**PROBLEM DETAILS:** Write out the records again, from the line containing "Objective — one point per instance of the sky" down to the line containing "56], [826, 95]]", with both of those lines included. Replace every "Objective" with "Goal" and leave everything else unchanged.

**LISTED ENTRIES:**
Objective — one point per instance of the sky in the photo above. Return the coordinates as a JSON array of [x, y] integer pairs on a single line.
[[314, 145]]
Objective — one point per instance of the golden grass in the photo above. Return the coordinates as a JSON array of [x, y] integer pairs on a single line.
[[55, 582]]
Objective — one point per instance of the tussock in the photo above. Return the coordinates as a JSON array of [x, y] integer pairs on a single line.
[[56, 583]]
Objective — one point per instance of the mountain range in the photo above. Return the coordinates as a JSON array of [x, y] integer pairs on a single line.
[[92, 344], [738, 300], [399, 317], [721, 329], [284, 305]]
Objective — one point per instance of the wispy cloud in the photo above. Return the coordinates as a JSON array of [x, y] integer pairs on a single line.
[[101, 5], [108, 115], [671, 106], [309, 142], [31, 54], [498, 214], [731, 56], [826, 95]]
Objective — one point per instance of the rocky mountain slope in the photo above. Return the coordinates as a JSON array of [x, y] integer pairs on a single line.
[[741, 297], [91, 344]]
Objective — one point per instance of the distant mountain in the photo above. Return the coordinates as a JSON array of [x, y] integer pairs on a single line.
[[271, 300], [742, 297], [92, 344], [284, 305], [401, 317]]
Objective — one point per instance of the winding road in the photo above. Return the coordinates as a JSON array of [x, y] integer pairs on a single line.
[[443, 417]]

==

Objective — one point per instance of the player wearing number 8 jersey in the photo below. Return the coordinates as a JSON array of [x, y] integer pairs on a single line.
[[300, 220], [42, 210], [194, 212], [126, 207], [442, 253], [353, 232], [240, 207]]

**RESULT FOR THIS EXERCISE:**
Goal — one point per instance of the sky in the photo above. Return the coordinates as a JSON array of [x, y] integer pairs on a single line.
[[314, 145]]
Goal — one point per instance of the golden grass in the photo above. Return the coordinates as a JSON array of [x, y] integer pairs on a single line.
[[55, 582]]
Goal — one point per instance of the tussock in the photo above. Return the coordinates as a JSON array of [x, y] integer pairs on a single line.
[[56, 583]]
Goal — one point per instance of the mountain range in the photo above. Return the coordinates as a JSON array of [x, y] integer pairs on a single line.
[[92, 344], [738, 300], [399, 317], [721, 329], [284, 305]]
Goal — one point per instance of the wispy cloud in the photo above. Return the coordinates as a JSON array of [x, y] integer pairs on a single line.
[[101, 5], [108, 115], [671, 106], [309, 142], [31, 54], [498, 214], [731, 56], [826, 95]]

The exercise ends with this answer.